A control means, in particular an adjustable aperture, for controlled stopping down or attenuation of at least one illumination light component with a particular propagation direction, may be provided in the control plane.

More particularly preferably, a display or 3D display, in particular a stereoscopic or holographic 3D display, comprises an optical device as claimed in one of claims 1 to 14 and/or an illumination device as claimed in one of claims 15 to 17.

As likewise already mentioned, in order to produce the optical device according to the invention, the exposure at the first position may differ from the exposure at the second position by a different exposure intensity and/or by a different exposure dose and/or by a different exposure angle. As an alternative or in addition, the holographic recording material at the first position may differ from the recording material at the second position by a thickness and/or by a spectral sensitivity and/or by its chemical composition.

As already mentioned, in respect of the position-dependent differences of the optical properties, particularly elaborate extraction means can be produced particularly accurately and reliably as a hologram in that at least a part of the light path—optionally in the opposite propagation direction—as is also provided for the subsequent illumination light is used for the exposure.

In particular, at least a part of the exposure light may be directed through the light waveguide to the holographic recording material during the exposure, and/or the holographic recording material may be applied—in particular surface-wide—on a reflection layer, at least a part of the exposure light being directed through the other reflection layer to the holographic recording material during the exposure.

As an alternative or in addition, the light waveguide may have an input position for input of the exposure light, and at least a part of the exposure light may be directed through the input position to the holographic recording material during the exposure, and/or the holographic recording material may be applied on a reflection layer and first exposure light, in particular of a first exposure light source, may be directed through the other reflection layer to the holographic recording material during the exposure, and second exposure light, in particular of a second exposure light source, may simultaneously be directed through an input position of the light waveguide for the illumination light to the holographic recording material during the exposure.

For example so that different extraction positions only extract illumination light with a respectively different angle of incidence or respectively different angle of incidence range from the light guiding layer, at least a part of the exposure light may advantageously have a curved, in particular cylindrical or spherical, wavefront in the region in which it acts on the holographic recording material. In this way, for example, different grating directions can be produced at different extraction positions. It is also alternatively or additionally possible in this way to assign different diffraction angles to different extraction positions.

In particular, the exposure may be carried out sequentially in a plurality of exposure steps, or the exposure may be carried out sequentially in a plurality of exposure steps, the position and/or orientation of the light waveguide together with the holographic recording material being modified between the exposure steps. As an alternative, the exposure may also be carried out sequentially in a plurality of exposure steps, the position and/or orientation of the light waveguide together with the holographic recording material being modified between the exposure steps, while the position and/or orientation of at least one exposure light source, preferably of all exposure light sources, and/or the exposure beam path remains unchanged. It is also possible for the exposure to be carried out sequentially in a plurality of exposure steps, the light waveguide together with the holographic recording material being rotated about two mutually perpendicular axes between two exposure steps.

Dataset content >>
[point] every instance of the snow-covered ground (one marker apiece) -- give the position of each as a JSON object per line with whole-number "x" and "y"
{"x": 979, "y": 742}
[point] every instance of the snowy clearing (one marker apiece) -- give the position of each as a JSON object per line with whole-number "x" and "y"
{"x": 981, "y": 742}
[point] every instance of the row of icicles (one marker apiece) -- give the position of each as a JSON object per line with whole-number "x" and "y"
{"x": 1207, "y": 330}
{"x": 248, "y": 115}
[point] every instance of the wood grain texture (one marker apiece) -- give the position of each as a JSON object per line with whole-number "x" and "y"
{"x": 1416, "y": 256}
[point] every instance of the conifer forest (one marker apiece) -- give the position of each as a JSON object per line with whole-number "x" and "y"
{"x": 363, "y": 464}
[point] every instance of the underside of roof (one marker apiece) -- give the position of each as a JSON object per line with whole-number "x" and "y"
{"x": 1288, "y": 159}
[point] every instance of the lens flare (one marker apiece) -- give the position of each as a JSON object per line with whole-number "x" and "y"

Instructions for the task >>
Decide whether each statement agrees with the passage on holographic exposure: (a) The exposure at the first position may differ from the exposure at the second position by a different exposure angle. (b) Between two exposure steps, the light waveguide together with the holographic recording material may be rotated about three mutually perpendicular axes. (c) At least part of the exposure light may have a curved wavefront where it acts on the holographic recording material. Answer yes or no for each, and quote the words of the passage that decide it.

Solution to this problem >>
(a) Yes: "by a different exposure angle"
(b) No: "rotated about two mutually perpendicular axes between two exposure steps"
(c) Yes: "a curved, in particular cylindrical or spherical, wavefront in the region in which it acts on the holographic recording material"